Report every line of the rows that contains the string "pole", with case counting.

* * * *

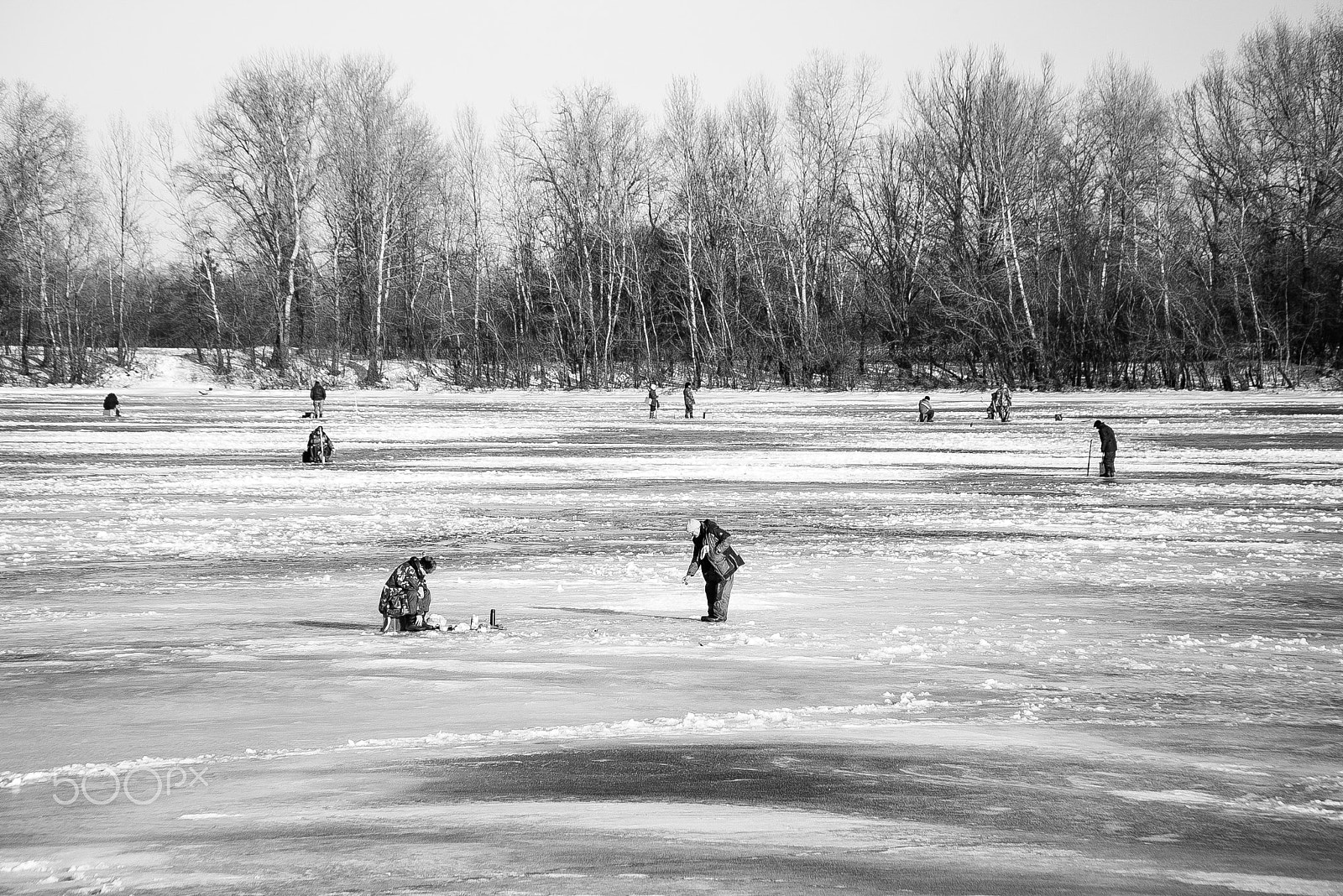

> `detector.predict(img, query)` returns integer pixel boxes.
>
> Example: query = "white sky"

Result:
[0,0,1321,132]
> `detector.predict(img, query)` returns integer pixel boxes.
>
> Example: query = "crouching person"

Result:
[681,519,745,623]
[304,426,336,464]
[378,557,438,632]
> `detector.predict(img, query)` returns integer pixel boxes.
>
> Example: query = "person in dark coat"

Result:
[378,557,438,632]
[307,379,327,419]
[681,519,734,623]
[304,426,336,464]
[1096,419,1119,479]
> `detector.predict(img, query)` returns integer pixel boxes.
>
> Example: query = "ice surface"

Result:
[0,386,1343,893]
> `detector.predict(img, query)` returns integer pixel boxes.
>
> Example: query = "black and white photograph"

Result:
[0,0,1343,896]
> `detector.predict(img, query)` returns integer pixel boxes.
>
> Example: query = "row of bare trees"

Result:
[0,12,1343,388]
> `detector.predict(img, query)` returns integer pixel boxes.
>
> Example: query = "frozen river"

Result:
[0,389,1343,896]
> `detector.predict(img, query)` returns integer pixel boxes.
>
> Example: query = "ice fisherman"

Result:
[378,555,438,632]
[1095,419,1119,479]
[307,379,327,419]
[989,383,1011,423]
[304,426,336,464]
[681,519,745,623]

* * * *

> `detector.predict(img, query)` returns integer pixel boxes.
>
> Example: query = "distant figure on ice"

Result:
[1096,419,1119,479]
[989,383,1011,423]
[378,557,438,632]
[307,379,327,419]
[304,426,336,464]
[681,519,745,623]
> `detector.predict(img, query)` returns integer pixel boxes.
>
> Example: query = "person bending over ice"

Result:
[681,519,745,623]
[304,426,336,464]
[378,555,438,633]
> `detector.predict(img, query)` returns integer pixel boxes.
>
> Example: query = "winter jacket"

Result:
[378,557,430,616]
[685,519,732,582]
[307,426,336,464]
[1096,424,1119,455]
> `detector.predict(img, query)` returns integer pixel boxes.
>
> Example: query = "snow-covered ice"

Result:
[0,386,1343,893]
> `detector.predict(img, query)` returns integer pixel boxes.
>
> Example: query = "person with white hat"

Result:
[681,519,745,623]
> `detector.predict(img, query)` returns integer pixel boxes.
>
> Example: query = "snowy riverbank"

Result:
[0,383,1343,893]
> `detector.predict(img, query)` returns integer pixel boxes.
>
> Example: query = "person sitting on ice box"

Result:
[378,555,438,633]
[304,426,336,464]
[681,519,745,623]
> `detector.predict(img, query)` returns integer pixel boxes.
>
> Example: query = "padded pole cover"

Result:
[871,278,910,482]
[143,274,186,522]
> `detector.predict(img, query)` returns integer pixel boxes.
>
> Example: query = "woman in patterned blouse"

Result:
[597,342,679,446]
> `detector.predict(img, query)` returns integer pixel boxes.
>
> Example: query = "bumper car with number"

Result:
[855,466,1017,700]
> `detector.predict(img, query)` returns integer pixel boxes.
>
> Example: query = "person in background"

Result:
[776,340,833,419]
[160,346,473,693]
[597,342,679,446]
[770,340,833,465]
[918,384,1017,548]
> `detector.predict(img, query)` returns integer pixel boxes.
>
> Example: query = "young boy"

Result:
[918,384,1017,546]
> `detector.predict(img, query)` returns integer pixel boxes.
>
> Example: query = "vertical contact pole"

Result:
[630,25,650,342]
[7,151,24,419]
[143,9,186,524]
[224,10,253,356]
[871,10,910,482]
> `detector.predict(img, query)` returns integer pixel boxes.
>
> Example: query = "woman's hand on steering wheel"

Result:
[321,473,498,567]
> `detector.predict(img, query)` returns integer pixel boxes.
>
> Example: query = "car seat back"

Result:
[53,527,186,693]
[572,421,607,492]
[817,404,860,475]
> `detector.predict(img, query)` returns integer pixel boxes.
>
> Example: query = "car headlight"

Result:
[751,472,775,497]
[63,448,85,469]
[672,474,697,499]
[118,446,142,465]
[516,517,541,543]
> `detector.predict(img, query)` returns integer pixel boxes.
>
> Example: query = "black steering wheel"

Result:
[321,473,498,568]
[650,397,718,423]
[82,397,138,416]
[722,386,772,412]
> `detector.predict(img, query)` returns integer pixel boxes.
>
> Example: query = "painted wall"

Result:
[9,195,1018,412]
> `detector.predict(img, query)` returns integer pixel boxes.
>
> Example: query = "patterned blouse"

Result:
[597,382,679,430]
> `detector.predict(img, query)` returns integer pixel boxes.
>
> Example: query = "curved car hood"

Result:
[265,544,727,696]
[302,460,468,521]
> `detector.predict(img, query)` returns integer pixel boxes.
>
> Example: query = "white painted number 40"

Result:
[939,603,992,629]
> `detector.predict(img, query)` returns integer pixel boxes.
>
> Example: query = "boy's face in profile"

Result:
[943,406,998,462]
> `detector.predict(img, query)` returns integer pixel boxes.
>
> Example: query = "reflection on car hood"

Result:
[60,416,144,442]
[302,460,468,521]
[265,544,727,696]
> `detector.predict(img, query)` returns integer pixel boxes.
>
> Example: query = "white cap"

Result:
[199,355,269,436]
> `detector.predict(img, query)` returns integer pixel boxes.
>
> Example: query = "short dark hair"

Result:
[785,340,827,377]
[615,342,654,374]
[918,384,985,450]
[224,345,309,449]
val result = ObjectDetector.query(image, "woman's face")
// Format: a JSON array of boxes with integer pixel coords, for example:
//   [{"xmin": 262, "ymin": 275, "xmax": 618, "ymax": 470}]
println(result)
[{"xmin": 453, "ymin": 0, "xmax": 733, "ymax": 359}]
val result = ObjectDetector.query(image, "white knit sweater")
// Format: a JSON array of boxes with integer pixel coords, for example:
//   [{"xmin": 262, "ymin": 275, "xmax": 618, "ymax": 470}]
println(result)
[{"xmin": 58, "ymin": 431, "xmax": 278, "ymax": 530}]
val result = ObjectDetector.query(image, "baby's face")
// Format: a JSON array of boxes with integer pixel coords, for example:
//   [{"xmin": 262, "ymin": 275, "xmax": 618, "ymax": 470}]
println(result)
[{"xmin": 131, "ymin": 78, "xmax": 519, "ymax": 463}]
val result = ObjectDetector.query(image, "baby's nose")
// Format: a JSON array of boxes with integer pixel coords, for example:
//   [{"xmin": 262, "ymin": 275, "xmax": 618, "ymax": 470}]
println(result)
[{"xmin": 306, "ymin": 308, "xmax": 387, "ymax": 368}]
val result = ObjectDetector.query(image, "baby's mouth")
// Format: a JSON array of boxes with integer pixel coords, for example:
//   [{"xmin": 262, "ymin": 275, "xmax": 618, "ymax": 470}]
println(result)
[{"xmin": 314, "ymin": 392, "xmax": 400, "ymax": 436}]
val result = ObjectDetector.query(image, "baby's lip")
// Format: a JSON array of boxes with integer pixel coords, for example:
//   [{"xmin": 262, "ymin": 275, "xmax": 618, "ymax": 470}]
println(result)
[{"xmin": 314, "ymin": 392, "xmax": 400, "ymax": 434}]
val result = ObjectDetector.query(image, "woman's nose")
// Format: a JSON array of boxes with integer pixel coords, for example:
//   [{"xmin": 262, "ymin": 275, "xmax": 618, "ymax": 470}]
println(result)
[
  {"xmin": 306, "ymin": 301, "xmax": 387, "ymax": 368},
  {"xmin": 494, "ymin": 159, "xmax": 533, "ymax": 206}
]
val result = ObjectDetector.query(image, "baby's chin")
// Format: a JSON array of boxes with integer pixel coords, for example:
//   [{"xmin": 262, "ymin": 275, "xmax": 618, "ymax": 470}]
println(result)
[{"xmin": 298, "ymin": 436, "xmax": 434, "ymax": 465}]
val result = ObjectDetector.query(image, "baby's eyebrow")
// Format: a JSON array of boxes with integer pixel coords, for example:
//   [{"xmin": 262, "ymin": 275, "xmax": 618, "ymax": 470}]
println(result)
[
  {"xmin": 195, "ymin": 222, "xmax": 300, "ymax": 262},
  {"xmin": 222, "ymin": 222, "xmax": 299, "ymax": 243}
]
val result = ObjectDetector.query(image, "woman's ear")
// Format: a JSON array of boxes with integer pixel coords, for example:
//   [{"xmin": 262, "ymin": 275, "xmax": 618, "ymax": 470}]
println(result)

* * * *

→ Problem solution:
> Example: query = "padded pole cover"
> Example: query = "vertical contact pole"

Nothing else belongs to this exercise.